### DIRECTIONS FOR THIS TASK
Edit the listing below so that "innermost point" becomes "central point" wherever it occurs, keeping every other part of the text unchanged.

[Pointing and labeling entries]
===============

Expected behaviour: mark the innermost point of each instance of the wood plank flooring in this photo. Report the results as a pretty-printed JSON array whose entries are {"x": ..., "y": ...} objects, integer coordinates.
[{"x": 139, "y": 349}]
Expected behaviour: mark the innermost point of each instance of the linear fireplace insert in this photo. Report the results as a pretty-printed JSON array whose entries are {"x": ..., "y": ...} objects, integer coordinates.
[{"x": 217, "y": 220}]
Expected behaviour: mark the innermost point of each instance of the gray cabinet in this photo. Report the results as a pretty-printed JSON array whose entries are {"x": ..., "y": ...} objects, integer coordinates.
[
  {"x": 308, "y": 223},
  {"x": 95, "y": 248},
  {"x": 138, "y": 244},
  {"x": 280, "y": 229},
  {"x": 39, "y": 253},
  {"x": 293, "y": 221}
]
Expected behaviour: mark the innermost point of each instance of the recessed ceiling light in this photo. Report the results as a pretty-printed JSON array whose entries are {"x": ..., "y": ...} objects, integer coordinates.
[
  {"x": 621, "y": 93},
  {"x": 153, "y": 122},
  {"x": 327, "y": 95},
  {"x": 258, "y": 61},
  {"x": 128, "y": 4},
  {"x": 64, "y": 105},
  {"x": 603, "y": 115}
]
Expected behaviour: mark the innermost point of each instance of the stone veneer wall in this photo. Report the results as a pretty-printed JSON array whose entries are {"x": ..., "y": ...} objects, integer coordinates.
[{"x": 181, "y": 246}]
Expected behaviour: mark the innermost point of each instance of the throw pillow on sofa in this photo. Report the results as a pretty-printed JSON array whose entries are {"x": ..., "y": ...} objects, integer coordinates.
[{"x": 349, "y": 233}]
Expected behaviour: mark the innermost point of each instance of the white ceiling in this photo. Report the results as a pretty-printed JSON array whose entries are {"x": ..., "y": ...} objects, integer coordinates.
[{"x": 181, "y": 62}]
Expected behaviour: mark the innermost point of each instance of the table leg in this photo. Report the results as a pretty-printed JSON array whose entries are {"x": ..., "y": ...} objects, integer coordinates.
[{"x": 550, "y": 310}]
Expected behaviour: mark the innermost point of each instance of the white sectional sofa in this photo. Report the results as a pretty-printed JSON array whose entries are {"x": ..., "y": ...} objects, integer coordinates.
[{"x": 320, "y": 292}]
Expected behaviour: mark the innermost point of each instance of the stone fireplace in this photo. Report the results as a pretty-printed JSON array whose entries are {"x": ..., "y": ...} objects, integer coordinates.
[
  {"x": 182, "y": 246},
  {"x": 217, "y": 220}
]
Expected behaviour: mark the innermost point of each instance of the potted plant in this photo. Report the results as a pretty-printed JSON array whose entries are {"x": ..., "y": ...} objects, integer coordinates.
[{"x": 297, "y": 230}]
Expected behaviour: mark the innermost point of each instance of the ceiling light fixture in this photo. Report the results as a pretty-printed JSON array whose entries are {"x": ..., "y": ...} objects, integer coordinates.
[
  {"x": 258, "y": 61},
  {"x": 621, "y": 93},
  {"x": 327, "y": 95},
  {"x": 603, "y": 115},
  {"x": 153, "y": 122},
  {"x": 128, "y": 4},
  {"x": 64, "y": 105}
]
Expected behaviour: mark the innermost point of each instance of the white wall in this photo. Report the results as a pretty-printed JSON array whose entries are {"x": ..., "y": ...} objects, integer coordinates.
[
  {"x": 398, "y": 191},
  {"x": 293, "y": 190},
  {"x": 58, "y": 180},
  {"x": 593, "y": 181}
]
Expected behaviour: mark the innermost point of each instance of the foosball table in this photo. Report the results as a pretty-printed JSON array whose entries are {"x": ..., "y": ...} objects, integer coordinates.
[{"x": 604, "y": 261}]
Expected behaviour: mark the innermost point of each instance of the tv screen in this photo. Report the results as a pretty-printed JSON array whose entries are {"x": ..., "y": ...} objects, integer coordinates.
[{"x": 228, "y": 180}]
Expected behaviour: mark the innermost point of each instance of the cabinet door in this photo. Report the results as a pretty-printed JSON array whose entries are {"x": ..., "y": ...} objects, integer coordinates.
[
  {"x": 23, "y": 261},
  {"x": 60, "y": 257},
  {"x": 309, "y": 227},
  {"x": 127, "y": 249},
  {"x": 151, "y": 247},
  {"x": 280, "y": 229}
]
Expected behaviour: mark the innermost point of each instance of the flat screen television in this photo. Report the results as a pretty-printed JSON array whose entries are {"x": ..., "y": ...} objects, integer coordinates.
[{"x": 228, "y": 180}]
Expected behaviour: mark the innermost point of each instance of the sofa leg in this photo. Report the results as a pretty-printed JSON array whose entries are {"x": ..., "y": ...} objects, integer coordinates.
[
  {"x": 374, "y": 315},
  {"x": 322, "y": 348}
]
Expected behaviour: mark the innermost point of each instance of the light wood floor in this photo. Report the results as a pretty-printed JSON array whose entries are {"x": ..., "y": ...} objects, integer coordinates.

===============

### TASK ANSWER
Expected behaviour: mark the central point of each instance of the wood plank flooring in this photo. Report the results as a pretty-printed JSON array whose entries are {"x": ..., "y": ...} objects, integer coordinates.
[{"x": 139, "y": 349}]
Expected behaviour: mark the central point of each instance of the linear fireplace insert in this photo. Report the results as a pretty-printed JSON array whose entries are {"x": ..., "y": ...} objects, integer coordinates.
[{"x": 217, "y": 220}]
Expected behaviour: mark the central point of each instance of the gray cabinet in this photo. Report the results as a pretty-printed JSON array whose entries are {"x": ..., "y": ...} objects, integer coordinates.
[
  {"x": 308, "y": 223},
  {"x": 95, "y": 248},
  {"x": 138, "y": 244},
  {"x": 280, "y": 229},
  {"x": 39, "y": 253},
  {"x": 293, "y": 221}
]
Expected behaviour: mark the central point of each instance of the recessed ceiling light in this photo. Report the results as a pretty-printed JSON array whose entries are {"x": ..., "y": ...} objects, integer coordinates.
[
  {"x": 621, "y": 93},
  {"x": 153, "y": 122},
  {"x": 327, "y": 95},
  {"x": 258, "y": 61},
  {"x": 128, "y": 4},
  {"x": 64, "y": 105},
  {"x": 603, "y": 115}
]
Expected behaviour: mark the central point of each instance of the stone veneer wall in this photo. Report the results as a pretty-printed JSON array whose entries are {"x": ..., "y": ...} objects, integer coordinates.
[{"x": 181, "y": 246}]
Expected behaviour: mark the central point of each instance of the throw pillow on sofa in this photo. Report the results as a pretty-printed JSON array whose entries are {"x": ..., "y": ...} objects, integer coordinates.
[{"x": 349, "y": 233}]
Expected behaviour: mark the central point of each instance of the white ceiling in this photo. Report the results as a pretty-printed JSON array whose entries are {"x": ..., "y": ...} objects, integer coordinates.
[{"x": 181, "y": 62}]
Expected behaviour: mark the central point of each instance of the table leg in this photo. Report the results as a pretty-printed JSON array whose entries are {"x": ..., "y": ...} objects, integer coordinates.
[{"x": 550, "y": 310}]
Expected behaviour: mark the central point of each instance of the white sectional sofa in this photo. Report the results as a pretty-printed JSON array whose entries are {"x": ..., "y": ...} objects, integer coordinates.
[{"x": 320, "y": 292}]
Expected behaviour: mark the central point of each instance of the stone fireplace in this photo. Report the results as a pretty-printed JSON array whose entries are {"x": ..., "y": ...} objects, integer coordinates.
[
  {"x": 182, "y": 246},
  {"x": 217, "y": 220}
]
Expected behaviour: mark the central point of each instance of the potted plant in this photo. Report the results as a pretty-printed JSON array whose entries are {"x": ..., "y": ...} objects, integer coordinates.
[{"x": 297, "y": 230}]
Expected behaviour: mark the central point of each instance of the ceiling light fixture in this photo. Report the results as a pretty-printed JSON array whose entries are {"x": ..., "y": ...} objects, integer coordinates.
[
  {"x": 258, "y": 61},
  {"x": 621, "y": 93},
  {"x": 327, "y": 95},
  {"x": 603, "y": 115},
  {"x": 153, "y": 122},
  {"x": 128, "y": 4},
  {"x": 64, "y": 105}
]
Expected behaviour: mark the central point of each instance of the white wall in this photo. Report the results as a pretty-printed JSON array whose entries are {"x": ..., "y": ...} objects, integer coordinates.
[
  {"x": 398, "y": 191},
  {"x": 293, "y": 190},
  {"x": 58, "y": 180},
  {"x": 593, "y": 181}
]
Expected behaviour: mark the central point of each instance of the foosball table in this photo. Report the results as a pretty-printed JSON array whose entries are {"x": ..., "y": ...} objects, integer coordinates.
[{"x": 604, "y": 261}]
Expected behaviour: mark the central point of each instance of the tv screen in this photo. Report the results as a pretty-printed JSON array whose entries are {"x": ..., "y": ...} objects, integer coordinates.
[{"x": 228, "y": 180}]
Expected behaviour: mark the central point of each instance of the cabinet door in this photo. Report the results as a pretty-printed JSON array whose entries are {"x": ..., "y": ...} objects, integer coordinates.
[
  {"x": 23, "y": 261},
  {"x": 60, "y": 257},
  {"x": 309, "y": 227},
  {"x": 127, "y": 249},
  {"x": 151, "y": 247},
  {"x": 280, "y": 229}
]
Expected behaviour: mark the central point of each instance of the flat screen television in this photo. Report the results as a pretty-printed JSON array whose entries are {"x": ..., "y": ...} objects, integer coordinates.
[{"x": 228, "y": 180}]
Expected behaviour: mark the central point of each instance of the sofa leg in this photo. Report the results as a pretty-printed JSON array whose entries are {"x": ..., "y": ...} objects, integer coordinates.
[
  {"x": 374, "y": 315},
  {"x": 322, "y": 348}
]
Expected behaviour: mark the central point of each instance of the light wood floor in this photo. Report the results as a pretty-printed JSON array whose entries are {"x": ..., "y": ...} objects, integer coordinates.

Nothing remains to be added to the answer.